» About this exercise
Repeat the records below word for word and omit each image.

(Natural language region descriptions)
════

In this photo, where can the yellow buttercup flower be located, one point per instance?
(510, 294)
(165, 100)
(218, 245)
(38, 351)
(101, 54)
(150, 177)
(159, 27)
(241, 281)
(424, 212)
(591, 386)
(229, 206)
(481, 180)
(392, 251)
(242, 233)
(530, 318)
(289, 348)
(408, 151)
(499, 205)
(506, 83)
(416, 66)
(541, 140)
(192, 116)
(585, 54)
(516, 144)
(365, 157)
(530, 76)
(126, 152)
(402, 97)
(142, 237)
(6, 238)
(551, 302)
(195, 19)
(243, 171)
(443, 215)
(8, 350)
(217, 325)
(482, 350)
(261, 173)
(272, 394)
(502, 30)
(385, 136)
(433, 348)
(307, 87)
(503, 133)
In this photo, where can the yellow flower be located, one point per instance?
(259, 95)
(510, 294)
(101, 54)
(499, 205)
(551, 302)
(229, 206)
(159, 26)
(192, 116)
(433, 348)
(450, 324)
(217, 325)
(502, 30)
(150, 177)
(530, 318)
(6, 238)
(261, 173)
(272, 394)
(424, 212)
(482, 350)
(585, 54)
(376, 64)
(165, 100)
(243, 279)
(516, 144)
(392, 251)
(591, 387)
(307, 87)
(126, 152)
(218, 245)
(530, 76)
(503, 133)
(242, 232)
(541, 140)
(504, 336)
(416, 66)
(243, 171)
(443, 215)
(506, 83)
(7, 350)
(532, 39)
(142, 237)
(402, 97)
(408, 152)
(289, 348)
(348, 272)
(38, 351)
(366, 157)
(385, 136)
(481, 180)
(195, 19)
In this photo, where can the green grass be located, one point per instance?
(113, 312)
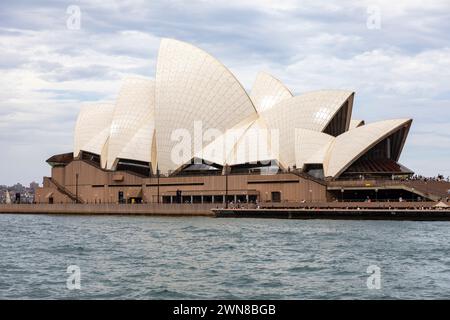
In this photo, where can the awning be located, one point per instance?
(134, 192)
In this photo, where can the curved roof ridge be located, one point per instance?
(351, 145)
(192, 83)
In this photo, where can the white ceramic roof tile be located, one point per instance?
(355, 124)
(312, 111)
(92, 127)
(133, 122)
(311, 146)
(193, 86)
(267, 91)
(349, 146)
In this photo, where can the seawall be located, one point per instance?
(111, 209)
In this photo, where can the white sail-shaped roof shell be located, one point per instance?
(351, 145)
(133, 123)
(192, 86)
(355, 124)
(92, 127)
(311, 147)
(267, 91)
(312, 111)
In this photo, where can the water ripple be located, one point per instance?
(197, 258)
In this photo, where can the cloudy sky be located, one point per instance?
(394, 54)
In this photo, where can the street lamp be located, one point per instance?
(226, 186)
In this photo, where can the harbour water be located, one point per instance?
(131, 257)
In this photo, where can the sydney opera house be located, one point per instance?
(194, 134)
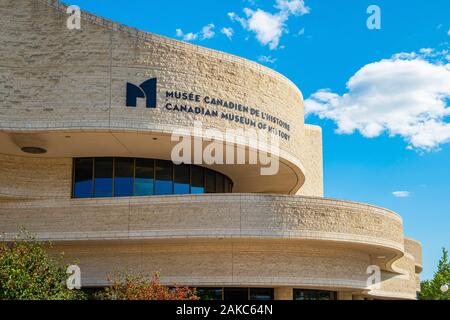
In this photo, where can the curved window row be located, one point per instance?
(128, 177)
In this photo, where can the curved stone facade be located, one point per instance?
(65, 91)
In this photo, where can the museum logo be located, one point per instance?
(146, 90)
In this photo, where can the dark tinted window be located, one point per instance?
(198, 183)
(236, 294)
(300, 294)
(210, 181)
(103, 174)
(209, 293)
(182, 180)
(144, 177)
(220, 183)
(164, 176)
(123, 177)
(83, 187)
(261, 294)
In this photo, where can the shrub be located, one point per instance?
(130, 287)
(27, 272)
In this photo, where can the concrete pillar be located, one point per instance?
(344, 295)
(284, 293)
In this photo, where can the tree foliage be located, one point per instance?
(431, 289)
(129, 287)
(27, 272)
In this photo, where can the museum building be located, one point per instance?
(86, 124)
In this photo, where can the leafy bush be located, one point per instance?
(431, 289)
(130, 287)
(27, 272)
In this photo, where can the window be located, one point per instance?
(164, 177)
(300, 294)
(144, 177)
(261, 294)
(182, 180)
(220, 183)
(197, 178)
(210, 181)
(210, 293)
(123, 177)
(236, 294)
(127, 177)
(83, 170)
(103, 174)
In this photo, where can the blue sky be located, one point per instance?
(368, 153)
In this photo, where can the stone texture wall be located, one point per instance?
(204, 216)
(55, 79)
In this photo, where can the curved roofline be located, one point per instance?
(144, 35)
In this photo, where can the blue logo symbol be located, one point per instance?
(146, 90)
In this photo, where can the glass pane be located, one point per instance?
(228, 185)
(143, 184)
(220, 183)
(198, 184)
(181, 180)
(210, 181)
(209, 293)
(123, 177)
(236, 294)
(103, 177)
(83, 178)
(164, 173)
(261, 294)
(300, 294)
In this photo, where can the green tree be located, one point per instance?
(27, 272)
(431, 289)
(130, 287)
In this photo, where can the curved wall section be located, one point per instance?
(60, 80)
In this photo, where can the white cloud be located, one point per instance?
(405, 96)
(228, 32)
(267, 59)
(269, 27)
(401, 194)
(296, 7)
(207, 32)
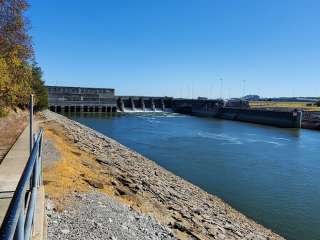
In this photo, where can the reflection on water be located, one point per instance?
(270, 174)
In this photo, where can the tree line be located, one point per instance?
(20, 75)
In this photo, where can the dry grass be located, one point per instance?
(75, 169)
(71, 173)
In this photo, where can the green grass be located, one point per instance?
(270, 104)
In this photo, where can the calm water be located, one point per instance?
(270, 174)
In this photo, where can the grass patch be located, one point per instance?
(307, 106)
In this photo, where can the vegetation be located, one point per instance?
(19, 75)
(272, 104)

════

» Response
In this photo, where can the yellow buttercup flower be located, one point per instance?
(510, 294)
(165, 100)
(218, 245)
(38, 351)
(101, 54)
(150, 177)
(159, 27)
(241, 281)
(424, 212)
(591, 386)
(229, 206)
(481, 180)
(392, 251)
(242, 233)
(530, 318)
(289, 348)
(408, 151)
(499, 205)
(506, 83)
(416, 66)
(541, 140)
(192, 116)
(585, 54)
(516, 144)
(365, 157)
(530, 76)
(126, 152)
(402, 97)
(142, 237)
(6, 238)
(551, 302)
(195, 19)
(243, 171)
(443, 215)
(8, 350)
(217, 325)
(482, 350)
(261, 173)
(272, 394)
(502, 30)
(385, 136)
(433, 348)
(307, 87)
(503, 133)
In this photo, where can the yellow flower be located, one point per instance?
(259, 95)
(510, 294)
(101, 54)
(499, 205)
(551, 302)
(229, 206)
(159, 26)
(192, 116)
(433, 348)
(450, 324)
(217, 325)
(502, 30)
(150, 177)
(530, 318)
(6, 238)
(261, 173)
(272, 394)
(424, 212)
(482, 350)
(585, 54)
(376, 64)
(165, 100)
(243, 279)
(516, 144)
(392, 251)
(591, 387)
(307, 87)
(126, 152)
(218, 245)
(530, 76)
(503, 133)
(242, 232)
(541, 140)
(504, 336)
(416, 66)
(243, 171)
(443, 215)
(506, 83)
(7, 350)
(532, 39)
(142, 237)
(402, 97)
(408, 152)
(289, 348)
(348, 272)
(38, 351)
(366, 157)
(385, 136)
(481, 180)
(195, 19)
In this photo, where can the green grass be located, one point per instance?
(113, 312)
In this photo, where can the awning be located, one point per instance?
(134, 192)
In this photo, where can the curved roof ridge be located, one point per instance?
(351, 145)
(192, 83)
In this photo, where can the white ceramic roof tile be located, one point per instance?
(355, 124)
(312, 111)
(92, 127)
(133, 122)
(311, 146)
(193, 86)
(267, 91)
(349, 146)
In this photo, where can the seawall be located, one point per instance?
(111, 209)
In this photo, where can the white sail-shaped roof shell be located, one point per instance?
(351, 145)
(133, 123)
(192, 86)
(355, 124)
(92, 127)
(311, 147)
(267, 91)
(312, 111)
In this photo, where can the water ripple be located, one point per instance?
(197, 258)
In this photo, where can the cloudy sky be located, one point per instance?
(394, 54)
In this photo, where can the street lamp be located, one point per instance?
(226, 186)
In this photo, where can the harbour water be located, one point per instance?
(131, 257)
In this photo, where can the sydney opera house be located, one point per instance?
(194, 134)
In this photo, where can the curved window row be located, one point per instance?
(128, 177)
In this photo, where can the curved stone facade be located, one point per instance?
(65, 91)
In this photo, where can the museum logo be located, one point per instance?
(146, 90)
In this photo, where can the dark tinted window be located, one point per instance?
(198, 183)
(236, 294)
(300, 294)
(210, 181)
(103, 174)
(209, 293)
(182, 180)
(144, 177)
(220, 183)
(164, 176)
(123, 177)
(83, 187)
(261, 294)
In this photo, where can the shrub be located, one point per instance?
(130, 287)
(27, 272)
In this photo, where can the concrete pillar be located, one point per instance?
(344, 295)
(284, 293)
In this photo, where can the tree foliage be located, one point per instance?
(431, 289)
(129, 287)
(27, 272)
In this photo, where can the museum building be located, one point per instance?
(86, 124)
In this photo, where can the leafy bush be located, one point per instance?
(431, 289)
(130, 287)
(27, 272)
In this photo, where can the window be located, one point per instance?
(164, 177)
(300, 294)
(144, 177)
(261, 294)
(182, 180)
(220, 183)
(197, 178)
(210, 181)
(210, 293)
(123, 177)
(236, 294)
(127, 177)
(83, 170)
(103, 174)
In this photo, where can the blue sky be located, one point per instance?
(368, 153)
In this photo, where can the stone texture wall be located, one point per instance?
(204, 216)
(55, 79)
In this photo, where can the curved roofline be located, one point per instance?
(144, 35)
In this photo, where can the blue logo symbol be located, one point per instance?
(146, 90)
In this photo, where can the glass pane be located, one point per instance?
(228, 185)
(143, 184)
(220, 183)
(198, 184)
(181, 180)
(210, 181)
(209, 293)
(123, 177)
(236, 294)
(103, 177)
(83, 178)
(164, 173)
(261, 294)
(300, 294)
In this photo, where can the green tree be located, one point per instance?
(27, 272)
(431, 289)
(130, 287)
In this photo, where can the curved wall section be located, one point per instance?
(60, 80)
In this photo, where can the white cloud be located, one point per instance?
(405, 96)
(228, 32)
(267, 59)
(269, 27)
(401, 194)
(296, 7)
(207, 32)
In this photo, where can the reflection on water be located, one point per instance?
(270, 174)
In this photo, where can the tree line be located, one point per instance?
(20, 75)
In this photo, where can the dry grass be located, one point per instance?
(75, 169)
(71, 173)
In this photo, where can the green grass be located, one point per instance?
(270, 104)
In this photo, where can the calm water be located, one point per instance?
(270, 174)
In this photo, where can the grass patch be located, one point per instance?
(307, 106)
In this photo, where can the vegetation be located, one point per instance?
(19, 75)
(272, 104)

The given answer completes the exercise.